Start of Source data

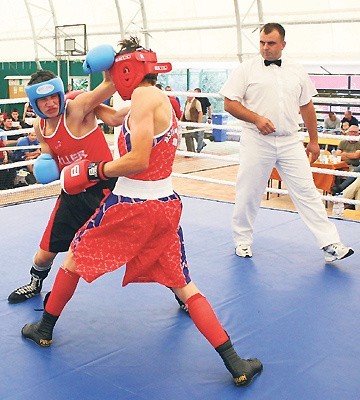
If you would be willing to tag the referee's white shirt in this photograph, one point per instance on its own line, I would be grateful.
(272, 92)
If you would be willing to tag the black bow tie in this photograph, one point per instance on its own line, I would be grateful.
(277, 62)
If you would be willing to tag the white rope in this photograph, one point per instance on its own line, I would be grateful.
(334, 199)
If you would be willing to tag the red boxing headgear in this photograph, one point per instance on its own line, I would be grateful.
(130, 69)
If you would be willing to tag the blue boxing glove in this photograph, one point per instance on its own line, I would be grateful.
(46, 169)
(99, 59)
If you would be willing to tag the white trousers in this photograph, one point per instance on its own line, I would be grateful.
(258, 155)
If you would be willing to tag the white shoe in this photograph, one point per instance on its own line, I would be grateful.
(243, 250)
(336, 251)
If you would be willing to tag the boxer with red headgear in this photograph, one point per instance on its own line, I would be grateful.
(137, 225)
(131, 65)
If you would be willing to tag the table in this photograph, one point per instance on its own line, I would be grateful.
(325, 141)
(322, 181)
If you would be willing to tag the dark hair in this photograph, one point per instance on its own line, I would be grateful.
(41, 76)
(129, 46)
(273, 26)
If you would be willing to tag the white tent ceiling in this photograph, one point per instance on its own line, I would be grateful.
(321, 34)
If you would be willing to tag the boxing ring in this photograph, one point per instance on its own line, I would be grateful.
(284, 306)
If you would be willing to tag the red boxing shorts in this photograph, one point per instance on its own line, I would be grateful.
(144, 235)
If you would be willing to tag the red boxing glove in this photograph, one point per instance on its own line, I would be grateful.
(80, 175)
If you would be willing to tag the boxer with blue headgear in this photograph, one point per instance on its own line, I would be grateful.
(44, 84)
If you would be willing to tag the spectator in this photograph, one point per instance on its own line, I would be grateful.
(340, 187)
(332, 122)
(29, 116)
(349, 150)
(8, 126)
(174, 103)
(344, 127)
(353, 192)
(17, 123)
(28, 154)
(168, 89)
(350, 118)
(2, 117)
(205, 105)
(192, 113)
(7, 176)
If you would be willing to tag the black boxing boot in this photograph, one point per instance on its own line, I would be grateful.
(243, 371)
(41, 331)
(30, 290)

End of Source data

● **Short exercise**
Rewrite every one of the rows with "this photograph" changed to "this image" and nothing else altered, and omit the pictures from your answer.

● **Final answer**
If you would be willing to tag the referee's white shirt in this image, one point per instance on its own line, I would be grateful.
(272, 92)
If you would be willing to tag the black bow tie in this image, one point per instance on its own line, I would be grateful.
(277, 62)
If you would be willing to tag the white rope in this image, one point per instance on its own line, I would be grateful.
(334, 199)
If you would be willing to tag the red boxing headgear in this image, one point per instance on its own line, I would be grateful.
(130, 69)
If you would be willing to tag the blue boxing glove in this image, one point per instance on its own line, I would be grateful.
(46, 169)
(99, 59)
If you would be willing to tag the white trousers in this image, one point per instance on its own line, I would be grateful.
(258, 155)
If you would be willing to tag the white shoe in this image, one point per instance on its own line, I would be grateful.
(243, 250)
(336, 251)
If you would be willing to tag the boxer with red headgear in this image, one point per instance on its own line, I would be grateful.
(137, 225)
(131, 65)
If you would be willing to tag the table in this image, one point per instance on its own line, I would be grateful.
(325, 141)
(322, 181)
If you would be willing to tag the dark hair in this image, one point per instance on its own line, I would be grateful.
(41, 76)
(129, 46)
(273, 26)
If you would be willing to tag the white tent ceiling in this image, one point per instance on its own line, I would be grateful.
(321, 34)
If you would be willing to tag the boxing ring in this image, one point per instance on its own line, I would be grateful.
(284, 306)
If you would be willing to tag the red boxing shorts in this image, one point per instance on its own line, I would be grateful.
(144, 235)
If you would be willing to tag the red boxing glove in this image, one point per instance on its own line, I would be grateful.
(80, 175)
If you would be willing to tag the boxer with blue headgear in this image, one point per instance on its own line, I would be grateful.
(44, 84)
If you would be willing to tag the spectator in this image, one point per instance on its own line, I would be grateful.
(340, 187)
(332, 122)
(29, 116)
(349, 150)
(8, 126)
(174, 103)
(344, 127)
(353, 192)
(17, 123)
(28, 154)
(168, 89)
(350, 118)
(2, 117)
(205, 105)
(192, 113)
(7, 176)
If you would be willing to tag the black boxing boot in this image, one point per instance on its own line, I would be grateful.
(243, 371)
(41, 331)
(30, 290)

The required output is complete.